**INSTRUCTIONS TO FOLLOW**
From the entries that follow, copy exactly the lines beginning at the line holding "query | cat's pink nose" and continuing through the line holding "query | cat's right ear".

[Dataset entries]
____

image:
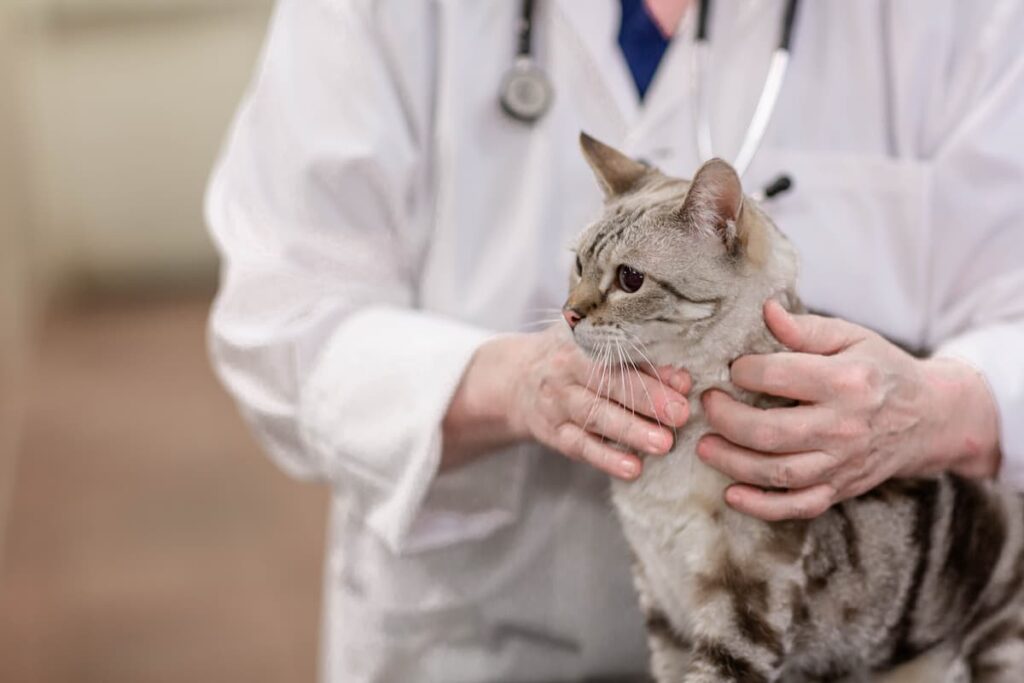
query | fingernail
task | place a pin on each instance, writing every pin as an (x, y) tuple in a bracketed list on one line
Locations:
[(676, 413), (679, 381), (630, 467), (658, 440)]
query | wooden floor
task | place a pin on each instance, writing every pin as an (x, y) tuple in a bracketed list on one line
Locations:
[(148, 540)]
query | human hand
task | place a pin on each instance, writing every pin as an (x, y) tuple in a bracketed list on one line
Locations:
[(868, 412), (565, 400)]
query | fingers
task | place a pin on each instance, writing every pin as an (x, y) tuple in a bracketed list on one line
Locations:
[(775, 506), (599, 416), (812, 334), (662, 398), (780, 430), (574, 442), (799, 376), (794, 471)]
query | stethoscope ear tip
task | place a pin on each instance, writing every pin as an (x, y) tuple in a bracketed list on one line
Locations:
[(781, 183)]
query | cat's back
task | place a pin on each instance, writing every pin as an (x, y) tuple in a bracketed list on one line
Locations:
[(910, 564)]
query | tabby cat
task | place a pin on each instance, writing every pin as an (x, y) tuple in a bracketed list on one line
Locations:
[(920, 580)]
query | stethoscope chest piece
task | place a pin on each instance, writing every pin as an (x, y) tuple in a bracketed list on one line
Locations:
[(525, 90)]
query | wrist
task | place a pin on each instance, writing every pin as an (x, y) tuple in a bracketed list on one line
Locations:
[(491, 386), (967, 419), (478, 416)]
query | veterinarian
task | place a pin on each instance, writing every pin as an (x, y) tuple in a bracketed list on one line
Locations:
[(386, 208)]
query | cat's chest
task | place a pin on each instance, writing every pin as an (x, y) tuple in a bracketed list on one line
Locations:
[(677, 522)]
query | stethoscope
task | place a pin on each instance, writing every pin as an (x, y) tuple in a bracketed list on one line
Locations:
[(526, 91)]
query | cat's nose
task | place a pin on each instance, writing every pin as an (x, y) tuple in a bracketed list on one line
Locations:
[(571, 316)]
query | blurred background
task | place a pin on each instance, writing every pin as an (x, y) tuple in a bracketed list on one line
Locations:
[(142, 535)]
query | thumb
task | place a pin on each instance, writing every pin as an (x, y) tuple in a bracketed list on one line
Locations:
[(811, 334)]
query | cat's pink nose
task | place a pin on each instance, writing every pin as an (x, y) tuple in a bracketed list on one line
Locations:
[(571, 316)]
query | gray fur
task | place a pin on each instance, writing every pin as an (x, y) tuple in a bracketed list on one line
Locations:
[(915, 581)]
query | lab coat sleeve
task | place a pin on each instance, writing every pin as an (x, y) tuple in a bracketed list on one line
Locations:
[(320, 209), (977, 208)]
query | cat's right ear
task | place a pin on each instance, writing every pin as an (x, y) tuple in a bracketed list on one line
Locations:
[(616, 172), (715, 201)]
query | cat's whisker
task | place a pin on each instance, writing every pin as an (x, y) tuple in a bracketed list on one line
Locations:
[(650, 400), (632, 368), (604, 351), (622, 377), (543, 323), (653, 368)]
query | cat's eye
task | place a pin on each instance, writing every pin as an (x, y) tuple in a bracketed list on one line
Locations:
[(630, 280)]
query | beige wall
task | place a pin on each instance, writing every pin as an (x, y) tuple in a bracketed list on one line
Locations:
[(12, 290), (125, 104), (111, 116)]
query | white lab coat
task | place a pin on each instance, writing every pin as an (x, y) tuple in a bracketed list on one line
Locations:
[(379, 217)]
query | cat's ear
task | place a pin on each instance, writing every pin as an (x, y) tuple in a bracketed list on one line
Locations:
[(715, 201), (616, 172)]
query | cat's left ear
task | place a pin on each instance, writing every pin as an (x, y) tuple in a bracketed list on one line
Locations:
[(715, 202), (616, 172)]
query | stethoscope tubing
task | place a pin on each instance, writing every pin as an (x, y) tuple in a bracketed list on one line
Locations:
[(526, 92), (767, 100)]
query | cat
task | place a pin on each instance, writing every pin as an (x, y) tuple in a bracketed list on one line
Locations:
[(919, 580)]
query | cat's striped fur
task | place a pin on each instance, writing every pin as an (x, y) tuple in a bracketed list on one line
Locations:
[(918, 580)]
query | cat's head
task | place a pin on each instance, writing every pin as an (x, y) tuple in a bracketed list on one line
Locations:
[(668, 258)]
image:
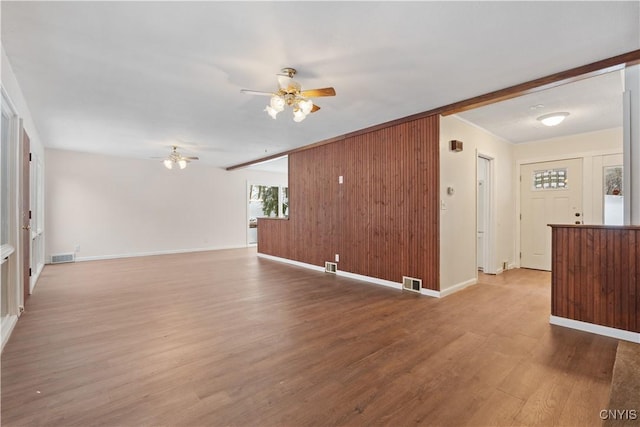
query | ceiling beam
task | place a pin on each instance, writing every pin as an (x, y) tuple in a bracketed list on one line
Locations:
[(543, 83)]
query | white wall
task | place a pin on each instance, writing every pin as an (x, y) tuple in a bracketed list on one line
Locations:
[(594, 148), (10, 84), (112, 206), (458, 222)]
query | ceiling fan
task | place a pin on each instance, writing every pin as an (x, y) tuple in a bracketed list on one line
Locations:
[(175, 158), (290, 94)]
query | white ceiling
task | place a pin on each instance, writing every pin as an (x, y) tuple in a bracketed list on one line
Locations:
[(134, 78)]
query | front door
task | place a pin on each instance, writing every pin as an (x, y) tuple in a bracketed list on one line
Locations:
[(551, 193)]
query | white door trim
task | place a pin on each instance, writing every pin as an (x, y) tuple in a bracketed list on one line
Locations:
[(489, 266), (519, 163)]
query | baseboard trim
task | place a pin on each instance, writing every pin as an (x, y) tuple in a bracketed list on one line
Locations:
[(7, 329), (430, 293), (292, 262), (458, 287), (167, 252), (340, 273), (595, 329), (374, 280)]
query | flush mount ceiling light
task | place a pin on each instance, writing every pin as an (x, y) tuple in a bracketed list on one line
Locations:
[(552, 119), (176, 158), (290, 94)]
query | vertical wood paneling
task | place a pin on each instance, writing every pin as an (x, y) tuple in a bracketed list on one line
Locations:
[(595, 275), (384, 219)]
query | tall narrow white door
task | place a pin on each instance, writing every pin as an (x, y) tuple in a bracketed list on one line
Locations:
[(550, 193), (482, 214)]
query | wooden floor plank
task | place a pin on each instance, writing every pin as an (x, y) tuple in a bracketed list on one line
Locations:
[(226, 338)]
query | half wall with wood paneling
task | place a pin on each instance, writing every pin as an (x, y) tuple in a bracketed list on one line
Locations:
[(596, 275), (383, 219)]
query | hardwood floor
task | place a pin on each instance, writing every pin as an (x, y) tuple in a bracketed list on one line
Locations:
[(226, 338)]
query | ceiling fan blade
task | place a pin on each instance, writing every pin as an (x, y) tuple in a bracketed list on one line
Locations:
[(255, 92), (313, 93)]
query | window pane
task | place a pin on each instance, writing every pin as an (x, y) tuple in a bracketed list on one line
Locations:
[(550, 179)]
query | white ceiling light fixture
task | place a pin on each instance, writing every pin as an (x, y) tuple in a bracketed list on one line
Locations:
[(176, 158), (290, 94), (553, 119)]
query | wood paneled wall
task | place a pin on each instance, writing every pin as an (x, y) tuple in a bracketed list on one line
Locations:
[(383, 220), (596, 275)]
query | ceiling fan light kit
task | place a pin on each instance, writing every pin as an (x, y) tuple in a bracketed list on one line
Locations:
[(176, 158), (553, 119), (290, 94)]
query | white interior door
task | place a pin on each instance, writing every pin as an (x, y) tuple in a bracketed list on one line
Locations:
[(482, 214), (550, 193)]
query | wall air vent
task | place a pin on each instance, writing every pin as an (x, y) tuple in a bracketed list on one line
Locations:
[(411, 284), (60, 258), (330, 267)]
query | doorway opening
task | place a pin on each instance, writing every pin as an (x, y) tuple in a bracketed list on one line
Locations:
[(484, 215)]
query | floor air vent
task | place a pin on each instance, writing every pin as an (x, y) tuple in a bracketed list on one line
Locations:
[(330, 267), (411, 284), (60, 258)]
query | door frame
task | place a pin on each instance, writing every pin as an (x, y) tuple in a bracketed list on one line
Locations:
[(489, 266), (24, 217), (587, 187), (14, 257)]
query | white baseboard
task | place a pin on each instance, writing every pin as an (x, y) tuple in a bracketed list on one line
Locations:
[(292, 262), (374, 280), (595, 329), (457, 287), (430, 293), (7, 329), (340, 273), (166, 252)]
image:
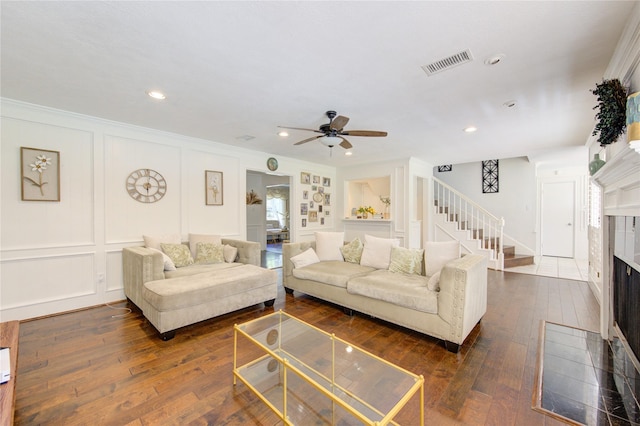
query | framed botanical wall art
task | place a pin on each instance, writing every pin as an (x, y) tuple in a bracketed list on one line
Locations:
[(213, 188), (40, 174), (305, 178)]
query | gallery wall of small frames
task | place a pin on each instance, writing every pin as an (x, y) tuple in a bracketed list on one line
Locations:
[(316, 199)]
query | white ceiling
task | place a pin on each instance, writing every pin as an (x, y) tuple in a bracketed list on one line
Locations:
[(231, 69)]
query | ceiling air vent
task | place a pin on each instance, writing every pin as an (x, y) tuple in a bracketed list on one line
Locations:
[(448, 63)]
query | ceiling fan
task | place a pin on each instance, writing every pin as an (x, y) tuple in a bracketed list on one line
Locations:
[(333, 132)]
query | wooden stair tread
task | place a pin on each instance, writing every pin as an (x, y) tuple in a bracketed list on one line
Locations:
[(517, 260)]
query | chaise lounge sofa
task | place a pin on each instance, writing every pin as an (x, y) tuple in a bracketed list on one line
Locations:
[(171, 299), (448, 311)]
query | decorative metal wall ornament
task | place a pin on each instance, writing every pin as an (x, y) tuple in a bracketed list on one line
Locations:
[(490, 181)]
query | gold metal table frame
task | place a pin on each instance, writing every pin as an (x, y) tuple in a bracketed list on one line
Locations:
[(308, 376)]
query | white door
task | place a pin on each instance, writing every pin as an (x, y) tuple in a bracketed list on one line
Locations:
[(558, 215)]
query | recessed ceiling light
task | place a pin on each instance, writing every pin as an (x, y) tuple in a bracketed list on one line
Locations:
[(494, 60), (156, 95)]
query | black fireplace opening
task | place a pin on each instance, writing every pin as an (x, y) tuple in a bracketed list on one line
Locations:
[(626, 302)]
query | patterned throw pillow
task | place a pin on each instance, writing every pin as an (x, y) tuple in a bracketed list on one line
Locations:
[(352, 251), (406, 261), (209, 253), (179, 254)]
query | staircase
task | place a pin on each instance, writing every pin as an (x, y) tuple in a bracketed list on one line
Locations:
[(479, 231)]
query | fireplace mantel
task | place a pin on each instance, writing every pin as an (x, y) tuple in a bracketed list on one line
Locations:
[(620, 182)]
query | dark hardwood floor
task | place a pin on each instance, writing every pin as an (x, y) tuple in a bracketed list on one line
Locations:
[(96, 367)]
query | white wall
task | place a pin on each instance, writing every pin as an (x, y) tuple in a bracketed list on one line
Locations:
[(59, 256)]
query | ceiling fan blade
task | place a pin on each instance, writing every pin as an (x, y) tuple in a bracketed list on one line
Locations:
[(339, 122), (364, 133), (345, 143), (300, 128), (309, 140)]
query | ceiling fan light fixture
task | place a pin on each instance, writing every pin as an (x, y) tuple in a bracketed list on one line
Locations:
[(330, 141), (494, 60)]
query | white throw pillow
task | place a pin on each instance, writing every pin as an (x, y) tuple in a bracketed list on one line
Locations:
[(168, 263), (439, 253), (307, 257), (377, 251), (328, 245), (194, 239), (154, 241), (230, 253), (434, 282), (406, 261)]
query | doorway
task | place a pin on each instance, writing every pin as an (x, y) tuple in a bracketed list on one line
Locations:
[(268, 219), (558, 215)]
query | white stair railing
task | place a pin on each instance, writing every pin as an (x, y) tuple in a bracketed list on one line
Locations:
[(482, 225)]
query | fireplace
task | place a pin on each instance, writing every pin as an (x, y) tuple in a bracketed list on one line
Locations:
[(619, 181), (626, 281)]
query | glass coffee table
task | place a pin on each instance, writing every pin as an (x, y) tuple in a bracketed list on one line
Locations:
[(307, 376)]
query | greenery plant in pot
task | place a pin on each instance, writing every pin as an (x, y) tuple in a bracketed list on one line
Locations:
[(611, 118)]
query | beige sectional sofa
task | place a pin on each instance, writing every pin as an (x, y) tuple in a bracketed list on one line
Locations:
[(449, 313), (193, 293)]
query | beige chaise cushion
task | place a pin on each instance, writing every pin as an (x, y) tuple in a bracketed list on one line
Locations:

____

**OUTPUT OF THE EXERCISE**
query | cat's pink nose
task | place a pin on each instance, writing every pin as an (x, y) tuple in a bracketed list on one line
Locations:
[(571, 316)]
query | gray fur
task | place a pin on each instance, writing every pin as an (x, y) tuple in a bracketed list on one line
Locations:
[(915, 581)]
query | lab coat sleeve
task | place a pin on each instance, writing every pin as an (x, y) tuple in a bracketed list on one line
Locations:
[(320, 209), (977, 208)]
query | cat's right ear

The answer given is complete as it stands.